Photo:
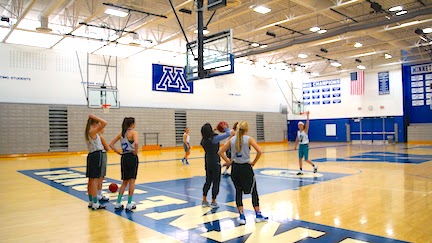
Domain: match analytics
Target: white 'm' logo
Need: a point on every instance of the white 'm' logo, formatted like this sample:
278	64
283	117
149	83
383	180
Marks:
173	77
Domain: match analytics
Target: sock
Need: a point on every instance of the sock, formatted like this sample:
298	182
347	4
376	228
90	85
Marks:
119	197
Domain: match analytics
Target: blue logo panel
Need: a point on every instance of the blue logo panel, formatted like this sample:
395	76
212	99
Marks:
174	207
389	157
170	79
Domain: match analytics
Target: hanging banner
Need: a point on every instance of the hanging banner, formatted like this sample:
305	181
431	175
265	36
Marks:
383	83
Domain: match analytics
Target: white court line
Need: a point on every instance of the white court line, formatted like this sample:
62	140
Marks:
175	193
344	184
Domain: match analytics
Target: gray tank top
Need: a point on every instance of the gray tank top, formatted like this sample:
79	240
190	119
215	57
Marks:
94	144
242	157
127	146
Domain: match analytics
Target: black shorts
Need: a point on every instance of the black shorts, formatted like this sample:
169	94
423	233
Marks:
243	177
129	166
94	164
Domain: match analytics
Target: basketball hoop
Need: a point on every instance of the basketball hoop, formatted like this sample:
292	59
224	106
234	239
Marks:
106	108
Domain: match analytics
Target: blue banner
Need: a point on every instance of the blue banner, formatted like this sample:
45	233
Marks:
170	79
383	83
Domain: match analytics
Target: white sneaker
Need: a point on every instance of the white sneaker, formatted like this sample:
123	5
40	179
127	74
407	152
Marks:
242	219
118	206
130	206
97	206
102	198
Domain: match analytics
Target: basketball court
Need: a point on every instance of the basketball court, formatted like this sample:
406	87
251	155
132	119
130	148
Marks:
363	70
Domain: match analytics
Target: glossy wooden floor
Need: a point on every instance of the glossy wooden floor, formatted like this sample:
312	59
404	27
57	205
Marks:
391	199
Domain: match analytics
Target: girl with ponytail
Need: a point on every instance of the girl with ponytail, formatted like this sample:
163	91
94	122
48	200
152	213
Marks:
94	159
242	173
129	160
210	143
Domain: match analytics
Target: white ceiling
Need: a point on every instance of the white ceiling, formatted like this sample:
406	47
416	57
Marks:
346	22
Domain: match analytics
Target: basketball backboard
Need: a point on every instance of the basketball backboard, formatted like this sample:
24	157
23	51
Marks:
218	57
99	96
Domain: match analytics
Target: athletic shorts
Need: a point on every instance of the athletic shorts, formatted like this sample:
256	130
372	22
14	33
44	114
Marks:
129	166
243	177
304	151
104	163
94	164
185	147
228	153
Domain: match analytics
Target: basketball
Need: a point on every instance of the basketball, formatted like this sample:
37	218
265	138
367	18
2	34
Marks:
113	187
220	126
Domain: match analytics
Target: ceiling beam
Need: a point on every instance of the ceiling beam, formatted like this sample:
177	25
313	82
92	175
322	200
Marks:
20	18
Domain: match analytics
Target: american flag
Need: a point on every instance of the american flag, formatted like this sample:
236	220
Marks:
357	83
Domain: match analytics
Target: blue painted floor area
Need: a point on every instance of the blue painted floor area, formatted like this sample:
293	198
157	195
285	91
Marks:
389	157
174	207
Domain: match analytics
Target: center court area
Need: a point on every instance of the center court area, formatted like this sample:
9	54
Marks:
361	193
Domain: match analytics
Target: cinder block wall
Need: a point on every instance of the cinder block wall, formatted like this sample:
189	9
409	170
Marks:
24	128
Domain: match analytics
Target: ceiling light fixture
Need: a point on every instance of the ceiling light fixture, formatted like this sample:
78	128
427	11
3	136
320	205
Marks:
336	64
262	9
315	29
395	8
427	30
401	12
302	55
116	12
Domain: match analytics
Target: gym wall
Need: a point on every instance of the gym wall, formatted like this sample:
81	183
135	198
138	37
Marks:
25	127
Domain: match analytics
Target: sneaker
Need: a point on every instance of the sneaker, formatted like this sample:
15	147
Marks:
130	206
102	198
242	219
260	218
97	206
118	206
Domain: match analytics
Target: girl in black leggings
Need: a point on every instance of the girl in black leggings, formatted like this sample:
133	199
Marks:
242	173
210	143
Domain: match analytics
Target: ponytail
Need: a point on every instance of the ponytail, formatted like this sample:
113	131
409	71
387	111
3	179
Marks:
127	122
242	128
89	123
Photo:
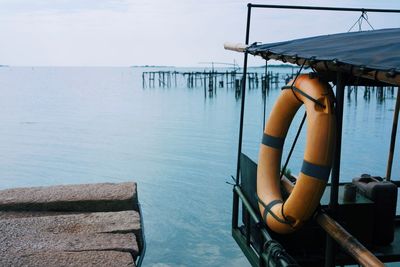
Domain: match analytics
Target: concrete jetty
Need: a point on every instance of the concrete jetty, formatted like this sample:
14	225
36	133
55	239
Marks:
70	225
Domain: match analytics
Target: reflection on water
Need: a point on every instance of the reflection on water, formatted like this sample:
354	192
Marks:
85	125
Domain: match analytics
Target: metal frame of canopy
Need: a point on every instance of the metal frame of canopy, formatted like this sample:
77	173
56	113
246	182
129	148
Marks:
341	80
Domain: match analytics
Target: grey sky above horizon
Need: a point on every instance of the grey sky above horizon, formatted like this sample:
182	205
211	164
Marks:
157	32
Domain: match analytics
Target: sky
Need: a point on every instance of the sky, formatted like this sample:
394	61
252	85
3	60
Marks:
159	32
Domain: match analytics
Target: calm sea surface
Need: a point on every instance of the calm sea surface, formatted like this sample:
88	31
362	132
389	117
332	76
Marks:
88	125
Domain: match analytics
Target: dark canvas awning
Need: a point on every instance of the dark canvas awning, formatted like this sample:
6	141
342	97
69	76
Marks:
365	51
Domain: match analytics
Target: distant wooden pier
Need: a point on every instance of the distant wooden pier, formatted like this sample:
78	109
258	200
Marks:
72	225
210	80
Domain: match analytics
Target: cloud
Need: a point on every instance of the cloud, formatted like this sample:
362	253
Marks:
60	6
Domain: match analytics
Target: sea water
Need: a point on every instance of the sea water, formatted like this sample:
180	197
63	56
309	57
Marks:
88	125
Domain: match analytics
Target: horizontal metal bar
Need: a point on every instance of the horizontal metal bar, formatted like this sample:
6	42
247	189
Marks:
247	250
326	8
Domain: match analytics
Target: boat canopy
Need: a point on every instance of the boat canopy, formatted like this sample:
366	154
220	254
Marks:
373	54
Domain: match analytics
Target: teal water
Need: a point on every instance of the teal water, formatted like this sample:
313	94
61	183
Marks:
87	125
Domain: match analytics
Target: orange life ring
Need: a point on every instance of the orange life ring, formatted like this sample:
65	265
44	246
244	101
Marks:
287	216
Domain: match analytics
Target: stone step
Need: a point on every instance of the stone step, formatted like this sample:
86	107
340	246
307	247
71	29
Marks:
69	233
75	259
82	198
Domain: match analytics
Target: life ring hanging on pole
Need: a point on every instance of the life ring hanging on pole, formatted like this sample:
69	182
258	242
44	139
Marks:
287	216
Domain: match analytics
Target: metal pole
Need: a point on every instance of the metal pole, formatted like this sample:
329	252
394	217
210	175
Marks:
393	137
327	8
333	203
235	211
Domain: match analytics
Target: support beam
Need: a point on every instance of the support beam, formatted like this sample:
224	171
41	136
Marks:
393	136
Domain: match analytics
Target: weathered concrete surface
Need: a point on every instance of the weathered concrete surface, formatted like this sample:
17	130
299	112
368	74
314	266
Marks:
74	225
78	259
80	232
85	197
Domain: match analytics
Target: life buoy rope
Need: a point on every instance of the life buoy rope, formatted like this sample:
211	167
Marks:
286	216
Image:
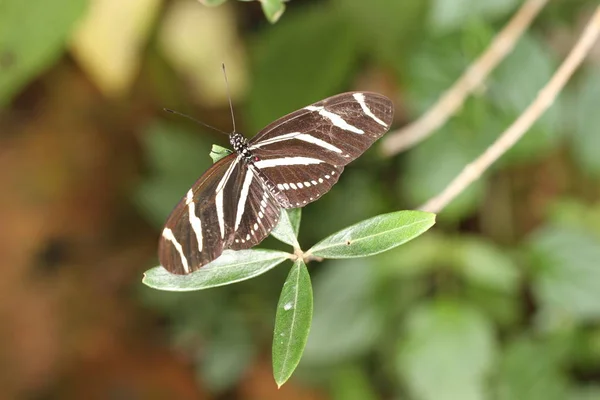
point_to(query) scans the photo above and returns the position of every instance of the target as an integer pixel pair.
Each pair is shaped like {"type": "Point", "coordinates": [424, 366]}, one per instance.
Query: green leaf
{"type": "Point", "coordinates": [532, 370]}
{"type": "Point", "coordinates": [353, 383]}
{"type": "Point", "coordinates": [586, 138]}
{"type": "Point", "coordinates": [447, 353]}
{"type": "Point", "coordinates": [566, 277]}
{"type": "Point", "coordinates": [172, 154]}
{"type": "Point", "coordinates": [273, 9]}
{"type": "Point", "coordinates": [212, 3]}
{"type": "Point", "coordinates": [384, 28]}
{"type": "Point", "coordinates": [227, 353]}
{"type": "Point", "coordinates": [33, 35]}
{"type": "Point", "coordinates": [292, 322]}
{"type": "Point", "coordinates": [515, 84]}
{"type": "Point", "coordinates": [217, 152]}
{"type": "Point", "coordinates": [283, 52]}
{"type": "Point", "coordinates": [230, 267]}
{"type": "Point", "coordinates": [423, 178]}
{"type": "Point", "coordinates": [286, 229]}
{"type": "Point", "coordinates": [346, 311]}
{"type": "Point", "coordinates": [588, 392]}
{"type": "Point", "coordinates": [374, 235]}
{"type": "Point", "coordinates": [449, 15]}
{"type": "Point", "coordinates": [484, 265]}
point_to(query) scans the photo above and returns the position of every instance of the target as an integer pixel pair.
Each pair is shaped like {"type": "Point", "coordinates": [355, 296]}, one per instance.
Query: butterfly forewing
{"type": "Point", "coordinates": [303, 153]}
{"type": "Point", "coordinates": [290, 163]}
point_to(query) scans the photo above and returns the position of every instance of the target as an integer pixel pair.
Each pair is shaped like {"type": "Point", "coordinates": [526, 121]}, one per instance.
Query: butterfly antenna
{"type": "Point", "coordinates": [229, 96]}
{"type": "Point", "coordinates": [195, 120]}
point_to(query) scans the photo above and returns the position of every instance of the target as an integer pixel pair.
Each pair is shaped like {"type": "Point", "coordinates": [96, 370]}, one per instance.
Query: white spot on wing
{"type": "Point", "coordinates": [243, 197]}
{"type": "Point", "coordinates": [219, 197]}
{"type": "Point", "coordinates": [360, 98]}
{"type": "Point", "coordinates": [193, 218]}
{"type": "Point", "coordinates": [276, 162]}
{"type": "Point", "coordinates": [335, 119]}
{"type": "Point", "coordinates": [168, 235]}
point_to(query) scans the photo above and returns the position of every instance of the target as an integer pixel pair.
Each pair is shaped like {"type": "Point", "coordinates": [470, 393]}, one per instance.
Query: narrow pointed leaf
{"type": "Point", "coordinates": [374, 235]}
{"type": "Point", "coordinates": [273, 9]}
{"type": "Point", "coordinates": [231, 267]}
{"type": "Point", "coordinates": [292, 322]}
{"type": "Point", "coordinates": [217, 152]}
{"type": "Point", "coordinates": [287, 227]}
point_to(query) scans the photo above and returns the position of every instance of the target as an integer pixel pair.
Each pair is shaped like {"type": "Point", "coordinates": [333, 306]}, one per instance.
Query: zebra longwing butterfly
{"type": "Point", "coordinates": [290, 163]}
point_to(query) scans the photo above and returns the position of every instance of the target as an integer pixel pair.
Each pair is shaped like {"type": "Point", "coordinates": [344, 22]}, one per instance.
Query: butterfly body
{"type": "Point", "coordinates": [292, 162]}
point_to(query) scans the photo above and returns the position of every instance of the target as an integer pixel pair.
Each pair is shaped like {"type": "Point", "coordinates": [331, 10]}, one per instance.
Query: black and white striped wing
{"type": "Point", "coordinates": [304, 153]}
{"type": "Point", "coordinates": [228, 207]}
{"type": "Point", "coordinates": [256, 212]}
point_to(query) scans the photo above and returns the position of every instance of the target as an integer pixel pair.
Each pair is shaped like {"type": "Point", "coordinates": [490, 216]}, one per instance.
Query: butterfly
{"type": "Point", "coordinates": [291, 162]}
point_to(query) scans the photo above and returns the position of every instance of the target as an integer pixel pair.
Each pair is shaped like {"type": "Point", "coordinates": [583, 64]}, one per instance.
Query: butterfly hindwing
{"type": "Point", "coordinates": [290, 163]}
{"type": "Point", "coordinates": [256, 214]}
{"type": "Point", "coordinates": [192, 236]}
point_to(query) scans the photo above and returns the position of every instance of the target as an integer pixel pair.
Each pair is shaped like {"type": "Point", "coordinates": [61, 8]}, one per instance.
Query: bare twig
{"type": "Point", "coordinates": [509, 137]}
{"type": "Point", "coordinates": [453, 99]}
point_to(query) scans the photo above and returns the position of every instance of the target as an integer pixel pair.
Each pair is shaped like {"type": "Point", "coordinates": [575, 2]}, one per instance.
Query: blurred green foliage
{"type": "Point", "coordinates": [33, 35]}
{"type": "Point", "coordinates": [493, 304]}
{"type": "Point", "coordinates": [446, 316]}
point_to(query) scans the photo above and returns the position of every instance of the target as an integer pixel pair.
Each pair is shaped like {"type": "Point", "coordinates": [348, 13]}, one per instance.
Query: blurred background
{"type": "Point", "coordinates": [501, 300]}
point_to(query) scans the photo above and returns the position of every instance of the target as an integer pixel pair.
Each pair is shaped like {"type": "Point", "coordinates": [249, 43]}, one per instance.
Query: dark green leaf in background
{"type": "Point", "coordinates": [531, 370]}
{"type": "Point", "coordinates": [212, 3]}
{"type": "Point", "coordinates": [586, 136]}
{"type": "Point", "coordinates": [287, 227]}
{"type": "Point", "coordinates": [374, 235]}
{"type": "Point", "coordinates": [33, 35]}
{"type": "Point", "coordinates": [227, 353]}
{"type": "Point", "coordinates": [345, 311]}
{"type": "Point", "coordinates": [566, 276]}
{"type": "Point", "coordinates": [448, 352]}
{"type": "Point", "coordinates": [230, 267]}
{"type": "Point", "coordinates": [432, 166]}
{"type": "Point", "coordinates": [448, 15]}
{"type": "Point", "coordinates": [284, 80]}
{"type": "Point", "coordinates": [487, 266]}
{"type": "Point", "coordinates": [385, 30]}
{"type": "Point", "coordinates": [352, 383]}
{"type": "Point", "coordinates": [292, 322]}
{"type": "Point", "coordinates": [515, 84]}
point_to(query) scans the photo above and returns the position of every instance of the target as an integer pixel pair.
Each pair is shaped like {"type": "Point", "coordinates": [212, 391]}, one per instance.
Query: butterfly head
{"type": "Point", "coordinates": [240, 146]}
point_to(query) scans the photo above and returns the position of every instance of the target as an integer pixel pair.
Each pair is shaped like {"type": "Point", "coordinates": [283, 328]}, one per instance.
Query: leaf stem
{"type": "Point", "coordinates": [453, 99]}
{"type": "Point", "coordinates": [510, 136]}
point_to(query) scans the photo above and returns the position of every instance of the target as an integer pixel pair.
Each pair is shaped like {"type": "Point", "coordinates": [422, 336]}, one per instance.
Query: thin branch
{"type": "Point", "coordinates": [509, 137]}
{"type": "Point", "coordinates": [453, 99]}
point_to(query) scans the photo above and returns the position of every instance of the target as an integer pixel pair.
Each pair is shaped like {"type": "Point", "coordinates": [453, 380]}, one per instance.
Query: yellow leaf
{"type": "Point", "coordinates": [109, 42]}
{"type": "Point", "coordinates": [196, 40]}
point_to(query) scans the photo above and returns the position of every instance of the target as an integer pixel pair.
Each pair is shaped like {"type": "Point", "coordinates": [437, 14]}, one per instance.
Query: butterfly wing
{"type": "Point", "coordinates": [304, 153]}
{"type": "Point", "coordinates": [194, 232]}
{"type": "Point", "coordinates": [256, 212]}
{"type": "Point", "coordinates": [229, 207]}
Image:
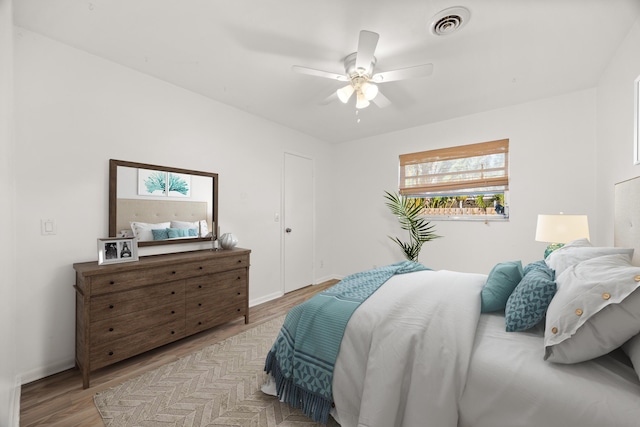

········

- _TASK INSTRUCTIONS_: Say how many lines in the data include the string "sock", giving the number alone.

- _YOUR RESPONSE_: 2